• **COMPITI ED ESERCIZI**
1. Traduci in inglese questa frase del testo sui giovani NEET: "Una panoramica su quella che è la situazione attuale può essere utile per proseguire con un discorso maggiormente articolato."
2. Prosegui il testo sui giovani NEET a partire dall'ultima frase riportata.

L’emergenza sanitaria, a carattere pandemico, ormai da diciotto mesi sta sconvolgendo e riplasmando – forse anche con effetto disbrogliante – quella che era considerata la normalità e che sarebbe più corretto definire quotidianità.
Quotidianità che aveva dato evidentissime prove di insostenibilità sotto i più diversi profili e su tutti, in visione prospettica, la questione giovanile: questione, forse, ancora affrontata – quando affrontata – non nella maniera più corretta.
Una panoramica su quella che è la situazione attuale può essere utile per proseguire con un discorso maggiormente articolato.
NEET – Not in Education, Employment or Training
L’indicatore NEET, atto a individuare la quota di popolazione di età compresa tra i 15 e i 29 anni che “non è né occupata né inserita in un percorso di istruzione o di formazione” (Treccani), è stato introdotto nello spazio europeo ormai da oltre un decennio.
Dal 2010 l’Italia mantiene – saldamente – il record negativo di persone di età compresa tra i 15 e i 29 che non hanno un lavoro (dichiarato, non è considerato infatti il lavoro nero: gulp), né stabile né precario, e non frequentano alcun tipo di percorso formativo.
Il dato italiano, già il peggiore nei periodi di relativa ordinarietà, non è di certo migliorato in questi ultimi scombussolati diciotto mesi. Anzi, è peggiorato: le statistiche Eurostat, aggiornate a fine 2020, lo confermano.
La quota di popolazione NEET in Italia è aumentata di almeno un punto percentuale: dal 22,1% al 23,3%, oltre 10 punti sopra la media dell’Unione Europea (13,7%), numericamente si tratta di oltre 2 milioni di giovani, 1 su 4.
Scorporando il dato si possono fare due considerazioni tristemente scontate:
– a soffrire in misura maggiore nella condizione di NEET sono le donne;
– a livello geografico si riscopre un’Italia a tre velocità: le regioni settentrionali sono grossomodo allineate alla media europea, quelle centrali se ne distaccano ma non troppo, quelle meridionali chiudono la classifica, addirittura in alcuni casi doppiando la media europea (i dati peggiori in Sicilia e Calabria).

• **SEZIONE DATI**
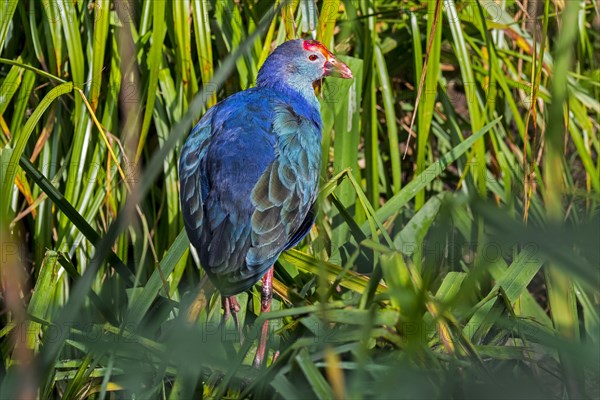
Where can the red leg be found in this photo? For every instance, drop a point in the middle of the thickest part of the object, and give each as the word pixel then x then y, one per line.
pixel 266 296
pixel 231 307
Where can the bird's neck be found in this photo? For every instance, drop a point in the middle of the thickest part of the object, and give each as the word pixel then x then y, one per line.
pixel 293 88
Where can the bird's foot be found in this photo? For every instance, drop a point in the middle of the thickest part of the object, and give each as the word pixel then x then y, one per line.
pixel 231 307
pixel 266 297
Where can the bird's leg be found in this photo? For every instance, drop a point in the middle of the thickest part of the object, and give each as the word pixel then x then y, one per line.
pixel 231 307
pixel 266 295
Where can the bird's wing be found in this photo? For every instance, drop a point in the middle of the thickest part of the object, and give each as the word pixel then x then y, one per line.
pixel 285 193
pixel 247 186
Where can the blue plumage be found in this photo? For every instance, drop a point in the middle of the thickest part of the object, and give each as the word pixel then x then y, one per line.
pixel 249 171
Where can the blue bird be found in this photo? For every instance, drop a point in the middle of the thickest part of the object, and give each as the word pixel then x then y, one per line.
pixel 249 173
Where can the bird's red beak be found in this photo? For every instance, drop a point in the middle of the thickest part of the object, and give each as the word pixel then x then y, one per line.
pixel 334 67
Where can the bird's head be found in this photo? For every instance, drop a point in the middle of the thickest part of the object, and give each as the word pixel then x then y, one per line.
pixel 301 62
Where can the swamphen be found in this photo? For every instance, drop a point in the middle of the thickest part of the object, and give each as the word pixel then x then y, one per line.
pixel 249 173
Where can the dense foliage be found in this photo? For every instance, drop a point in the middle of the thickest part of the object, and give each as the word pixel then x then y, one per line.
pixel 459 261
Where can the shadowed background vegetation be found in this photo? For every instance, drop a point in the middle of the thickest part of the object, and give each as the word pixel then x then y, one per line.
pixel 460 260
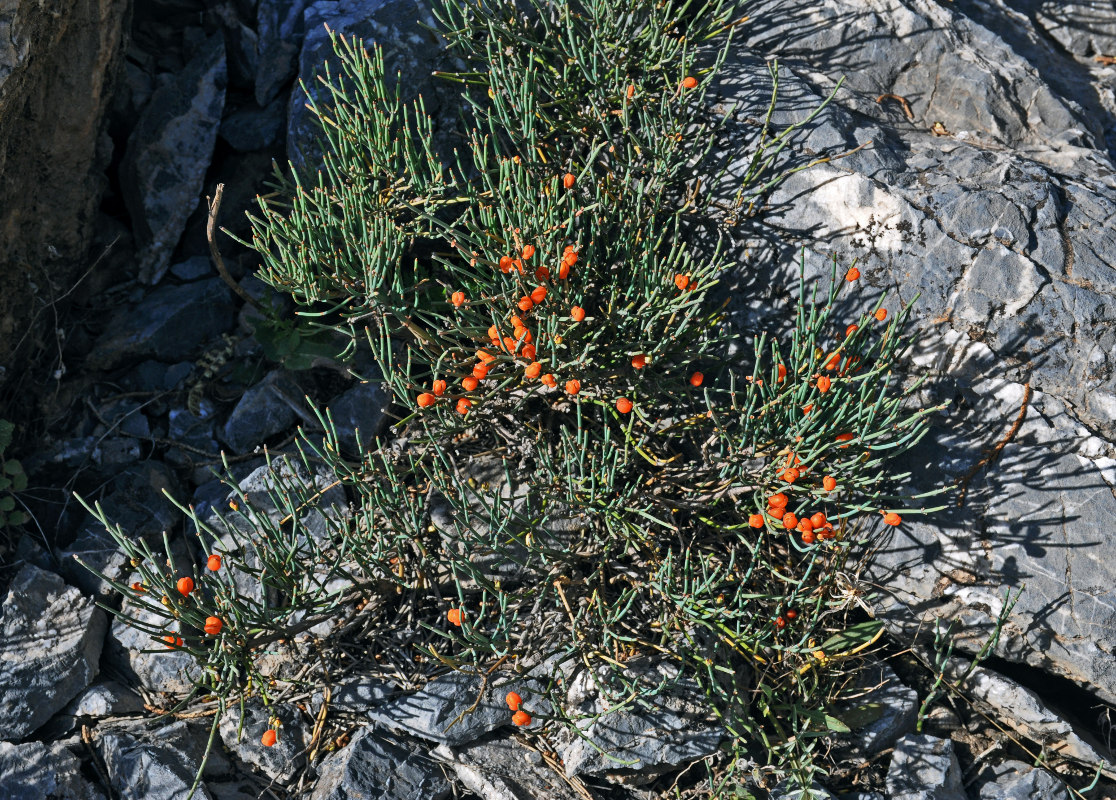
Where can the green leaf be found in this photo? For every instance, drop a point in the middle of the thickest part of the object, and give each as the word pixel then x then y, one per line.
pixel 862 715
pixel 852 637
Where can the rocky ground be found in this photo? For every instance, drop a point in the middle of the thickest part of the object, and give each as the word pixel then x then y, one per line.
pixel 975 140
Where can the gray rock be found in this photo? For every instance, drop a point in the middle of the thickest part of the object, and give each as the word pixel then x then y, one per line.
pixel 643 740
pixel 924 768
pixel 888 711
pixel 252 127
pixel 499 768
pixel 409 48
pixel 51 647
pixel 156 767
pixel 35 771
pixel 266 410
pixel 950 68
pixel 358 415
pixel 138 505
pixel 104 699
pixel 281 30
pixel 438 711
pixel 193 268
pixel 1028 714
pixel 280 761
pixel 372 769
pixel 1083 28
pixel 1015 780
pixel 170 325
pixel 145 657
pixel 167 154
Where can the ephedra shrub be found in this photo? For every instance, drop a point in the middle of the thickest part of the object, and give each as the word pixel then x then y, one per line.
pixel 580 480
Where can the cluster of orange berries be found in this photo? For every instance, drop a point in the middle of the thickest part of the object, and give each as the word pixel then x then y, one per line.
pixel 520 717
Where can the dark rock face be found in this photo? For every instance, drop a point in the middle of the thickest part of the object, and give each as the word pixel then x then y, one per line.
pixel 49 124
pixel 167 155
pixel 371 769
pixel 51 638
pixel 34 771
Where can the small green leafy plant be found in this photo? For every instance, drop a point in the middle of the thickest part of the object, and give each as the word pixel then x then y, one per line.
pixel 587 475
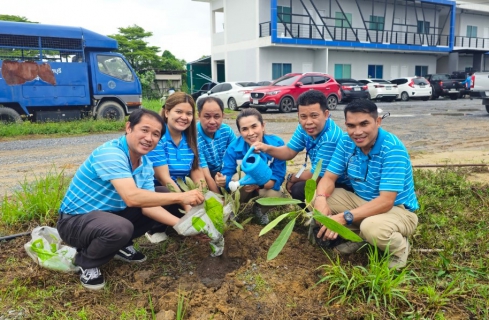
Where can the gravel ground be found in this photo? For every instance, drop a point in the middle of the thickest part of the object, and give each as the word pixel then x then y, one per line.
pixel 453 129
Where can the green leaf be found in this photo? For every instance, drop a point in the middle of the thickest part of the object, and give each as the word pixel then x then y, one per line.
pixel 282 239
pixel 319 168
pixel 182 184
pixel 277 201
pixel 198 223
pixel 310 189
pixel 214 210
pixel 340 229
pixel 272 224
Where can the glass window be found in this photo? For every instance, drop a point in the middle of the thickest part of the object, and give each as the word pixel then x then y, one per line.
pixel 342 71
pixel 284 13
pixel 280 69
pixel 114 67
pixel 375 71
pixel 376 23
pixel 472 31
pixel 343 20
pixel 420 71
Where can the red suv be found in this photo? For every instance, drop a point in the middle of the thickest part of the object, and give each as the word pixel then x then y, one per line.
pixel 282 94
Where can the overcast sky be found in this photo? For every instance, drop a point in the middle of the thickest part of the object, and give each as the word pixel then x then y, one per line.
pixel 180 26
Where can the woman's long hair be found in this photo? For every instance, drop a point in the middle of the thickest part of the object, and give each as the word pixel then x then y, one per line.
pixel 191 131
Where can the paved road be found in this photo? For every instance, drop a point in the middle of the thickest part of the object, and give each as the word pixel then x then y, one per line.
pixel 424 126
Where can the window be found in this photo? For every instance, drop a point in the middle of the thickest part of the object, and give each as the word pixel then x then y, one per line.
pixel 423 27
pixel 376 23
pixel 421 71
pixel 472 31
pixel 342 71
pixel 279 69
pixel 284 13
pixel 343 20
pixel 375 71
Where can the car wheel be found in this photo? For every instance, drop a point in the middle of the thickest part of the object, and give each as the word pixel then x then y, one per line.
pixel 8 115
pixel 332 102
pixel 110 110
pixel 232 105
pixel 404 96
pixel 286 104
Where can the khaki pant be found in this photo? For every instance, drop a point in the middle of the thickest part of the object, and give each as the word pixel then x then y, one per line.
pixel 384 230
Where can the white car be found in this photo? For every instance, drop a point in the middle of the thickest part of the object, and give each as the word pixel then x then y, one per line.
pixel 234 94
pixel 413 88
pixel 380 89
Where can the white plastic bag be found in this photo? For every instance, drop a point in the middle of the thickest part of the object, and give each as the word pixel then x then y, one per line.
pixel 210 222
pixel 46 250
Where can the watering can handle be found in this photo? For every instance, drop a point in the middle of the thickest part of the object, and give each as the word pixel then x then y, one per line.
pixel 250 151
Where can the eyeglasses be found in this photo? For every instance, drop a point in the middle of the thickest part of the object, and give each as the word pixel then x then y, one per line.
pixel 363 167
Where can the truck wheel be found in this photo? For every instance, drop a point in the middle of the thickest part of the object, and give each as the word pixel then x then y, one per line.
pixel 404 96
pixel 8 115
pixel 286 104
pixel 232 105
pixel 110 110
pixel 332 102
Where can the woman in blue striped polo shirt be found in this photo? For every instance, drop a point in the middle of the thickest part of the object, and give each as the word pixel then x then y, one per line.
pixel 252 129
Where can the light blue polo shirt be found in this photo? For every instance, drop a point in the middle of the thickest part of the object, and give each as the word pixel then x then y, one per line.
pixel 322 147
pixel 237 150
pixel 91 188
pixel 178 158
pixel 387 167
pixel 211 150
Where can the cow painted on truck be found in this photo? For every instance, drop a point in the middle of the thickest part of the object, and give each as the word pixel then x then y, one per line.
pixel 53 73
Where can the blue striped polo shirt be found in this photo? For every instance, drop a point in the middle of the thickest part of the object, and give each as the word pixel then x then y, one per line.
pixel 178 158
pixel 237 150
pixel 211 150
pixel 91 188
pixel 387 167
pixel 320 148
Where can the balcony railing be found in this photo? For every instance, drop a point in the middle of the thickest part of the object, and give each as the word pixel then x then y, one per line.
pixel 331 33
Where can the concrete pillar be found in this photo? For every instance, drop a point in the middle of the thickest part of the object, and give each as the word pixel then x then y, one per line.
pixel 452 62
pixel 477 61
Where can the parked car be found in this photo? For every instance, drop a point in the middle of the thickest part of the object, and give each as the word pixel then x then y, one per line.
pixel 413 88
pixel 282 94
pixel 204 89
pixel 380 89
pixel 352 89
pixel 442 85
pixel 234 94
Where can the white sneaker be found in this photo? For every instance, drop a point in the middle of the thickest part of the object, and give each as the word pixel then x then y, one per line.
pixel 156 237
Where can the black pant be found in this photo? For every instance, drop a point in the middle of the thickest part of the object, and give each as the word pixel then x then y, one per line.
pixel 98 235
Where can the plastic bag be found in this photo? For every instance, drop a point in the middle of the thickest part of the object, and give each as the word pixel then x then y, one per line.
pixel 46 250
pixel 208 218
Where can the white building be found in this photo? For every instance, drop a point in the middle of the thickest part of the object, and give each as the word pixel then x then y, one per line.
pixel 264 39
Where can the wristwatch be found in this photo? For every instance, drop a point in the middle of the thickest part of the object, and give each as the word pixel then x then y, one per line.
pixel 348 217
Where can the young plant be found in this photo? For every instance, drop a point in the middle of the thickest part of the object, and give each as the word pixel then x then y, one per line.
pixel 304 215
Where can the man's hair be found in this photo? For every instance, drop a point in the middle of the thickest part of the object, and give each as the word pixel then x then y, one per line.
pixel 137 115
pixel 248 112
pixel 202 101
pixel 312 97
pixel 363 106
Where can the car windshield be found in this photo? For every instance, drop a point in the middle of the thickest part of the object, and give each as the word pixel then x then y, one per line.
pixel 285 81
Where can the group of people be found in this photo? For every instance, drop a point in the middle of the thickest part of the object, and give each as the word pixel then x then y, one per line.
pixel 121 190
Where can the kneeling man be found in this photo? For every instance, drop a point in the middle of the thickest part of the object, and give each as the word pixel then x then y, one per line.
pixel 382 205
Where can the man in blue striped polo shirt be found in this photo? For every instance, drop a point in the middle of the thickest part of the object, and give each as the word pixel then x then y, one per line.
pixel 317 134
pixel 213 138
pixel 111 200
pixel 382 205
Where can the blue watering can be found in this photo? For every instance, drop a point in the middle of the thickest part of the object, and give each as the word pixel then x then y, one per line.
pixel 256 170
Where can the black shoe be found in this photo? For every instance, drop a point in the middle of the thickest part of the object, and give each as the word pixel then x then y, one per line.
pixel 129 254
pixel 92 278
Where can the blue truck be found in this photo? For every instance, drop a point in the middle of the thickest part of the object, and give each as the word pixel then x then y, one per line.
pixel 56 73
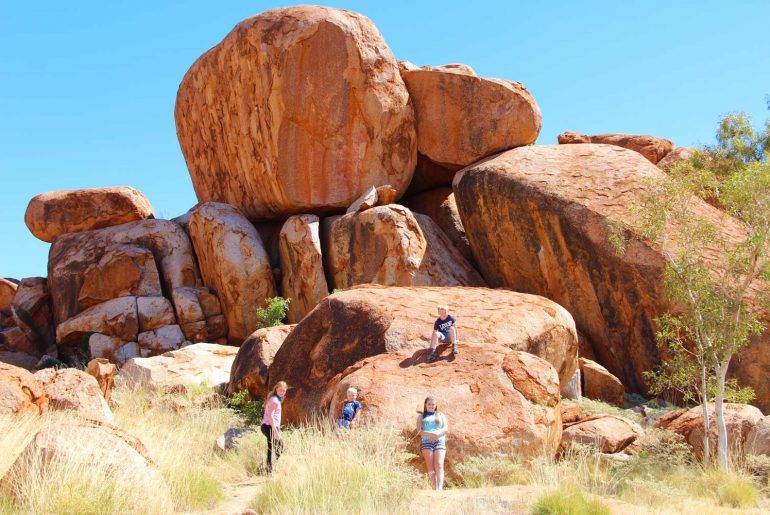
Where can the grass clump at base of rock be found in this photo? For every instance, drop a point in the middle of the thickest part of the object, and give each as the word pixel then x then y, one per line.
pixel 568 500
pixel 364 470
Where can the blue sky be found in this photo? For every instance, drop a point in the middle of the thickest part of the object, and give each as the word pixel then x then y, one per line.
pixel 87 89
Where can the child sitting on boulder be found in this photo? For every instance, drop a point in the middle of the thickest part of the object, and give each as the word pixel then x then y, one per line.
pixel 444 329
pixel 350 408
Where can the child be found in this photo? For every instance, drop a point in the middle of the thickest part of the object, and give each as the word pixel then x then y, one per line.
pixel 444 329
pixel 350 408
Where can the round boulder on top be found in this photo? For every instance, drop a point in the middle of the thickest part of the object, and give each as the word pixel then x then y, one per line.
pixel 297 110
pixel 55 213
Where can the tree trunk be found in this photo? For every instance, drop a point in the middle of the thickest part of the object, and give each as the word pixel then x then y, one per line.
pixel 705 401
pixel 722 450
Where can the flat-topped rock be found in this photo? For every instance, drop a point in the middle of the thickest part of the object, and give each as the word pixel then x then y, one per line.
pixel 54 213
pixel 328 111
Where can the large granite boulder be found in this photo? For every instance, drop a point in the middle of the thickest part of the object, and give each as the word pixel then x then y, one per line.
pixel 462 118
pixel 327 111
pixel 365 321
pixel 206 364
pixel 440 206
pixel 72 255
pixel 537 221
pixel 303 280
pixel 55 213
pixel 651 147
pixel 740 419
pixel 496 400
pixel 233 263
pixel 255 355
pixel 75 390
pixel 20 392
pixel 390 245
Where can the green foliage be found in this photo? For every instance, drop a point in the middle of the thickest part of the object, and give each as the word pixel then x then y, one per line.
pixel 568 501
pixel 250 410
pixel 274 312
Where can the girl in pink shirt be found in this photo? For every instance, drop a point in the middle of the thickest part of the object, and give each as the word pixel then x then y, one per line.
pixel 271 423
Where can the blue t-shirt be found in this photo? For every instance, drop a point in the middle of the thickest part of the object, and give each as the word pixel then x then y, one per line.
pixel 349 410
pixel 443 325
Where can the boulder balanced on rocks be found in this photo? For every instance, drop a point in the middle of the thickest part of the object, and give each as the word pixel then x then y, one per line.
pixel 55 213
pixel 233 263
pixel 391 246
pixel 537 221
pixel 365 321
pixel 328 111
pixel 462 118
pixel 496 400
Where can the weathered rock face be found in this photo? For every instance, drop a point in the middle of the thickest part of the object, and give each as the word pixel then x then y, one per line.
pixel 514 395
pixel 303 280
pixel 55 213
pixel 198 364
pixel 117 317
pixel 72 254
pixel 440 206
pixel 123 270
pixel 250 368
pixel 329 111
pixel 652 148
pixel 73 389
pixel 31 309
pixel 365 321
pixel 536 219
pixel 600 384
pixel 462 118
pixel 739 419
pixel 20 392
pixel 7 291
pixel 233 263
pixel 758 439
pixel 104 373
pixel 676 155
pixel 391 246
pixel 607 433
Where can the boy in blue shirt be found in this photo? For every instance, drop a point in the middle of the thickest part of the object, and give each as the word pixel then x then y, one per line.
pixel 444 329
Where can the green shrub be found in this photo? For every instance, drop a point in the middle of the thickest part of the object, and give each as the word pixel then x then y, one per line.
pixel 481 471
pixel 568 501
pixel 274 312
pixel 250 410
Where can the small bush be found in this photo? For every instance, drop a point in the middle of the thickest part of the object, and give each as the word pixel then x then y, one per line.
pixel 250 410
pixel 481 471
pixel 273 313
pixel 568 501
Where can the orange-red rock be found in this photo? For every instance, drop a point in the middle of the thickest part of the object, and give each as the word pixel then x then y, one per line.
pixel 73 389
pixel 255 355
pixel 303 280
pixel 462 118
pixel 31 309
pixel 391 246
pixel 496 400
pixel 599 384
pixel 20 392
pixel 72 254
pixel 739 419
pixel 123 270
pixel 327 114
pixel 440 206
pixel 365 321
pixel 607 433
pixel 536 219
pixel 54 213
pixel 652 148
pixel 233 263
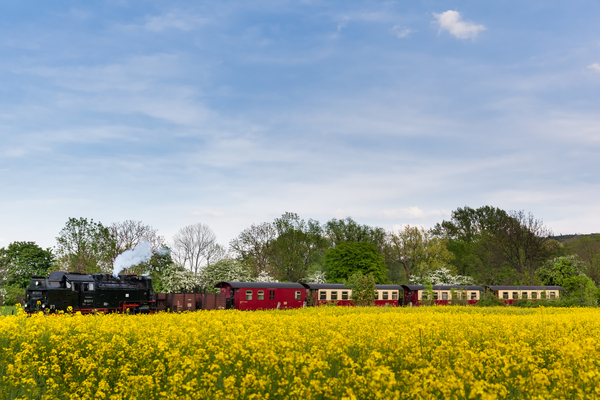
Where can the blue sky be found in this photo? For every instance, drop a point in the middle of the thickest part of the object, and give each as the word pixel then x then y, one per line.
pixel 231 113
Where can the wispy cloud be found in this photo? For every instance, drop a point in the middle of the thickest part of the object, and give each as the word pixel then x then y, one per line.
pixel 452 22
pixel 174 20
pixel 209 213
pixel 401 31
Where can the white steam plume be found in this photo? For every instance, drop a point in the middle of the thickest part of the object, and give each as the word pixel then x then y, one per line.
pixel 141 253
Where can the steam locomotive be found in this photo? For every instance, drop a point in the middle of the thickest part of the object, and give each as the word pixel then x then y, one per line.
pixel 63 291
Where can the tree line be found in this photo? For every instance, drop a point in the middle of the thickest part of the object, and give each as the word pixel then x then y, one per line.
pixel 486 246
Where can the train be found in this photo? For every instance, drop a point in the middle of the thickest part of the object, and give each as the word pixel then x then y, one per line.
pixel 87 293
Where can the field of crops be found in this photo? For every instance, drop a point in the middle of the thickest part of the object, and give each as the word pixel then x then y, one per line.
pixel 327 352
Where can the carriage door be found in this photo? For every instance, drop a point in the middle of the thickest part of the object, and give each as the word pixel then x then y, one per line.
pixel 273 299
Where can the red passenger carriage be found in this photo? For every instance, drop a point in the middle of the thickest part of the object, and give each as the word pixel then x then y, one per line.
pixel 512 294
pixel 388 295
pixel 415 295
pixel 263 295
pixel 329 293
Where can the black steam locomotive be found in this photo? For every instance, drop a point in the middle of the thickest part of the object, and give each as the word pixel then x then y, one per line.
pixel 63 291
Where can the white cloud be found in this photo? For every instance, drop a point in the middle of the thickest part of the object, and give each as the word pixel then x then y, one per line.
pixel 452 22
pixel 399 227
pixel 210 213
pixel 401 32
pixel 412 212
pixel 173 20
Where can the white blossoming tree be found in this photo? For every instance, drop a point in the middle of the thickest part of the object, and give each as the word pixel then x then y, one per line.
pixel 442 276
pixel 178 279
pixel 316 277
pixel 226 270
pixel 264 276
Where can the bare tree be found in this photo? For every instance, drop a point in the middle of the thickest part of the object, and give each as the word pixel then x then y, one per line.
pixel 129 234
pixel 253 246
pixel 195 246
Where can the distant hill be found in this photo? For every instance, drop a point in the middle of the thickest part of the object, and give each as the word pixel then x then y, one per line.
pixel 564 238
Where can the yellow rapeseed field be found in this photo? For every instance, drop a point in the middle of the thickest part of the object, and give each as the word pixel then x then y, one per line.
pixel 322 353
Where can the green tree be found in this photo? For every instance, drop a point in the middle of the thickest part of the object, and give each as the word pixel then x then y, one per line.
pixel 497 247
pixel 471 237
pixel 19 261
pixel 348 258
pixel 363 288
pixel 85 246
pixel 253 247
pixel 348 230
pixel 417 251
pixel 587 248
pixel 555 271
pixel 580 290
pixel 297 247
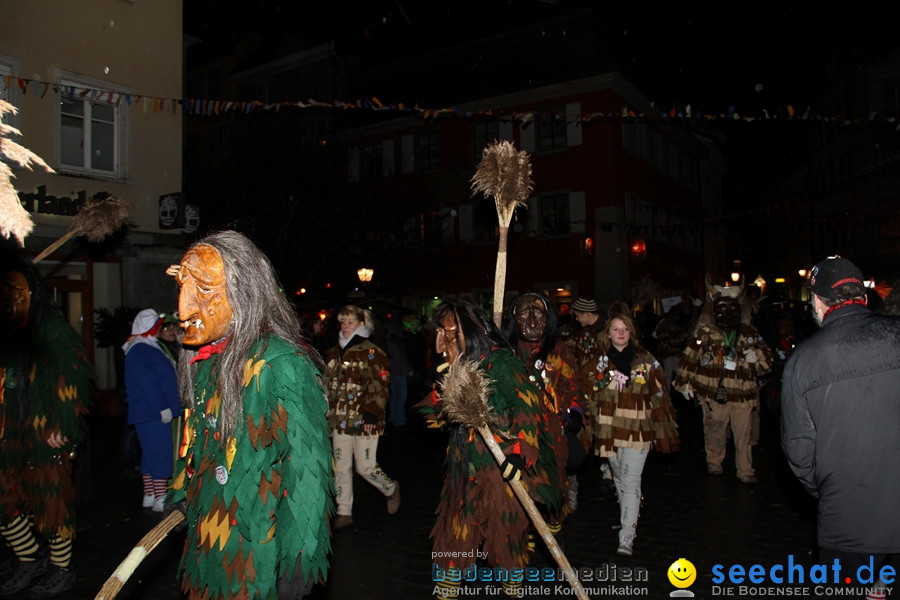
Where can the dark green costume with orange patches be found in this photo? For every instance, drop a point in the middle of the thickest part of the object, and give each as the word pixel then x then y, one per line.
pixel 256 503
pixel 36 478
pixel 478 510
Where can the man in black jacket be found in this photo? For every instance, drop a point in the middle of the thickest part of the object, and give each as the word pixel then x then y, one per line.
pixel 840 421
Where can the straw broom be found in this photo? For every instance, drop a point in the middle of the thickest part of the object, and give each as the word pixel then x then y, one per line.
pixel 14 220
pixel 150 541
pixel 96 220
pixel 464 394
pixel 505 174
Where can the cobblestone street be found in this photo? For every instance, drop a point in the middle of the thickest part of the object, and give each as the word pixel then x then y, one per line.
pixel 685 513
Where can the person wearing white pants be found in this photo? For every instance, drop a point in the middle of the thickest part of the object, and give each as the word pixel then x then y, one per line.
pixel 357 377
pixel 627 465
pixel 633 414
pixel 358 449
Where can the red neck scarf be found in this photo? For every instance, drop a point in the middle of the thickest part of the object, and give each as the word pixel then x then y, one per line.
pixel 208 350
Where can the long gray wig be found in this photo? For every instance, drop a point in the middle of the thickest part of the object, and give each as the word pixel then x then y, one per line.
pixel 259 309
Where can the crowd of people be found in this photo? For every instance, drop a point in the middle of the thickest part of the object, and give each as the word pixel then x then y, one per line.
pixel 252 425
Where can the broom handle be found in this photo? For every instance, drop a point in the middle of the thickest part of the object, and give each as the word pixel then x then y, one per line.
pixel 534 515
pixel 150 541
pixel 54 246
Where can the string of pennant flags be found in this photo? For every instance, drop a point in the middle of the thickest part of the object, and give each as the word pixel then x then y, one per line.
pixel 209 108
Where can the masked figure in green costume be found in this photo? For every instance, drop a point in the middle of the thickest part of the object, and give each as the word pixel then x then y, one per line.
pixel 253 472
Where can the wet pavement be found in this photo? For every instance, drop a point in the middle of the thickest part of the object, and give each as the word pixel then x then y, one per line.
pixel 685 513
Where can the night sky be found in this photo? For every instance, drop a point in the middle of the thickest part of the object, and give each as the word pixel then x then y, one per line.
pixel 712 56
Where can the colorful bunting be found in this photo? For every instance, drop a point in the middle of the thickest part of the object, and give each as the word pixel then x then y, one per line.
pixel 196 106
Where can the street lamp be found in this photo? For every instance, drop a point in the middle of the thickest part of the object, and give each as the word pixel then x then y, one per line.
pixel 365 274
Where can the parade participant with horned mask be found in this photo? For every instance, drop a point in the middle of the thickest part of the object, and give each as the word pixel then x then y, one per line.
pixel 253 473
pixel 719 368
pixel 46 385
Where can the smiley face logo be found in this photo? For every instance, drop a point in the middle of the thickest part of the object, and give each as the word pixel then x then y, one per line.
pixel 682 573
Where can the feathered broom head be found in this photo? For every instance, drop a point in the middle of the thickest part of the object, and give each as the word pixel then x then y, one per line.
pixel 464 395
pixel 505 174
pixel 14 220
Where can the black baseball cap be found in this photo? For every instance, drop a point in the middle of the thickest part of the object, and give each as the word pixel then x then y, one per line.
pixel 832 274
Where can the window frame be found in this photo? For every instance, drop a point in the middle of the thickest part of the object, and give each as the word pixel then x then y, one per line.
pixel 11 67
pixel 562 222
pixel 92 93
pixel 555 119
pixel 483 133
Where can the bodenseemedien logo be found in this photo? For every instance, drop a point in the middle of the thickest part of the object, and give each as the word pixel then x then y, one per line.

• **ELENCO DELLE RISPOSTE**
1. An overview of what the current situation is can be useful for continuing with a more detailed discussion.

2.
Non studio e non lavoro perché anche se studio e lavoro…
Il fenomeno NEET si basa su un’insicurezza di fondo tanto sulle condizioni contingenti che sulle prospettive future. Da ciò un’eccessiva cautela e un’inerzia che inibiscono la spinta propulsiva di ognuno e tirano i freni della scala mobile sociale. Si avverte, infatti, che anche studiando e/o lavorando le difficoltà sono tante e insuperabili.
La domanda che risuona è sempre la stessa di quella della canzone Io sto bene degli CCCP: è una questione di qualità o di formalità?
Anche per questo il fenomeno NEET man mano va spostandosi anche su altre fasce d’età in precedenza non considerate, incidendo così su più generazioni.
La diffusione del Sars-CoV-2 non ha di certo aiutato. Ma la situazione non era già in precedenza la migliore possibile: scarsi investimenti nell’istruzione e nella ricerca e nella digitalizzazione, aumento della dispersione scolastica (in Italia, al 2020,il tasso di abbandono degli studi nella popolazione tra i 18 e i 24 anni è al 13,1%, 10,1% la media europea) e della demotivazione degli studenti, “il doloroso andarsene degli scienziati italiani” (Antonio Pignedoli, fisico eletto in AC, seduta del 22.04.1947), poche garanzie e diritti a livello lavorativo e tanto lavoro nero e sommerso, salari spesso indegni (tanto nel rapporto con la pubblica amministrazione che in quello con i privati): il tasso di occupazione nella fascia d’età 18-24 anni è ulteriormente calato nel 2020: dal 35,4% del 2019 al 33,2%.
Le cause di questo sfavorevole contesto sono sicuramente tante e non sono riducibili ad unicità: l’insicurezza in primis ma anche la sua controfaccia, l’abitudine alla comodità. E tra queste variabili vi sono chiaramente le scelte politiche sulle quali è scarsa, spesso irrilevante, la voce dei ‘giovani’.